**REQUIREMENT:** Give back the data in full. Leave nothing out.

**EXTRACTED RECORDS:**
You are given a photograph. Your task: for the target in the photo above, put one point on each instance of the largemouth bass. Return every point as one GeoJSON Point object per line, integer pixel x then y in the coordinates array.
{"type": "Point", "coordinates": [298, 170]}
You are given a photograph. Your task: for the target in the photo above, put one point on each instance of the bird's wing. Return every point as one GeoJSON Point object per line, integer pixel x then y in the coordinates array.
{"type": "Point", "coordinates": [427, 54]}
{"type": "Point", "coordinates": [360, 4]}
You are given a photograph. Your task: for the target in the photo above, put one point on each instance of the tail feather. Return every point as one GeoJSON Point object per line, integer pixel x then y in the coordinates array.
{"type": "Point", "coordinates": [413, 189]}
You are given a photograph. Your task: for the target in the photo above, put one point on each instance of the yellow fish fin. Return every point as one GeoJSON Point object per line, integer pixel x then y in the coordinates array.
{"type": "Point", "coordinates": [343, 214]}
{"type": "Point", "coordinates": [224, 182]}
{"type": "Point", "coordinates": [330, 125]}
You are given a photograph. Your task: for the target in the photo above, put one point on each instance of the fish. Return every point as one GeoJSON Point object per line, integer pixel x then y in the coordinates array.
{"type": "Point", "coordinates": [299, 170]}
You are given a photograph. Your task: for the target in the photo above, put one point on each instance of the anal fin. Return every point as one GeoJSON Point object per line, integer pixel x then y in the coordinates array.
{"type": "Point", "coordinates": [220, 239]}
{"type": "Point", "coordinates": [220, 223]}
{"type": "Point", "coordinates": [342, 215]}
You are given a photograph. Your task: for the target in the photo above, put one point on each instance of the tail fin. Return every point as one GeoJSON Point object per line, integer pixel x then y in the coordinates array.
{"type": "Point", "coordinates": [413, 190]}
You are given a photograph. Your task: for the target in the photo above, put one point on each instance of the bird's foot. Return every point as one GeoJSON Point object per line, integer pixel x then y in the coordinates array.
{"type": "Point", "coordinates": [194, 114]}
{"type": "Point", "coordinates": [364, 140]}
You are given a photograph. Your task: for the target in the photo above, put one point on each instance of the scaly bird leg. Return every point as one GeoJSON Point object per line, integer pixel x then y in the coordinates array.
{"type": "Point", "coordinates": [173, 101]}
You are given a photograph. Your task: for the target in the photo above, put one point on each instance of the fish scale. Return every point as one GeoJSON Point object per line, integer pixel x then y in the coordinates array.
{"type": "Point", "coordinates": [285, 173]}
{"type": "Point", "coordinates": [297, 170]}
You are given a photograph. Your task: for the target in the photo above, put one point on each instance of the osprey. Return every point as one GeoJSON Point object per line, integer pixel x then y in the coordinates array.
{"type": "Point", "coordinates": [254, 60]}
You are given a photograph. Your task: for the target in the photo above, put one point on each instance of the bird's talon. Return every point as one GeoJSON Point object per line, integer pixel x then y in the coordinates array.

**ANSWER TO THIS PROBLEM:**
You are given a photograph. Your task: for the target in the photo above, put one point on each instance of the largemouth bass. Return every point as one GeoJSON Point object per line, integer pixel x then y in the coordinates array.
{"type": "Point", "coordinates": [298, 170]}
You are given a photograph. Your task: for the target in the photo above, put one point on each instance of the bird's wing. Return every point as one GeoJSON Point object per line, integer pixel x then y in the coordinates array.
{"type": "Point", "coordinates": [427, 54]}
{"type": "Point", "coordinates": [360, 4]}
You are given a photograph. Your task: for the target in the photo above, put one point on each instance of the tail feather. Return every point as one GeoJSON Point object per line, integer pixel x then y in the coordinates array.
{"type": "Point", "coordinates": [413, 189]}
You are given a photograph. Your task: for the target in the photo above, put one point on each instance of the yellow fish fin. Return every point as one GeoJSON Point object per line, integer pixel x then y in the coordinates array.
{"type": "Point", "coordinates": [343, 214]}
{"type": "Point", "coordinates": [224, 182]}
{"type": "Point", "coordinates": [330, 125]}
You are given a photograph. Your task: for the target in the photo above, put one point on each instance of the fish. Return every point as one GeoJSON Point object per line, integer pixel x then y in the coordinates array.
{"type": "Point", "coordinates": [299, 170]}
You are given a photograph. Your task: for the target in the photo above, put one point on each instance of the anal fin. Return every point as one GeoJSON Point object per line, integer pixel x then y in the coordinates array.
{"type": "Point", "coordinates": [220, 239]}
{"type": "Point", "coordinates": [220, 223]}
{"type": "Point", "coordinates": [342, 215]}
You are given a photograph. Your task: for the target in the photo above, put one point on each instance of the tail fin. Return every point as one GeoJSON Point object per line, integer pixel x then y in the coordinates array.
{"type": "Point", "coordinates": [413, 190]}
You are given a photograph. Your task: for the target in the photo above, put one point on each instance of the bird's foot. Return every point as one GeoJSON Point object per line, integer pixel x then y in the coordinates array.
{"type": "Point", "coordinates": [194, 114]}
{"type": "Point", "coordinates": [364, 140]}
You are given a photograph. Your task: for the target in the photo above, put one point on each instance of the scaly bird leg. Return every point as one GeoJSON Point object per line, integer pixel x then y in the coordinates array.
{"type": "Point", "coordinates": [173, 101]}
You are given a photograph. Your task: for the target in the photo above, put one point on each instance of the fish scale. Return every point as one GeoJSON Point object per line, integer pixel x then y in the coordinates array.
{"type": "Point", "coordinates": [285, 173]}
{"type": "Point", "coordinates": [297, 170]}
You are given a photograph. Your task: for the target in the photo above, put one point on each instance of the osprey. Return every point as one GeoJSON Point object per line, integer pixel x then y in the coordinates array.
{"type": "Point", "coordinates": [254, 60]}
You are given a photograph. Your task: for the target in the photo above, put one point on each instance of the bird's talon. Return every point as one GeoJSON Point object per line, integer pixel x then y in the coordinates array.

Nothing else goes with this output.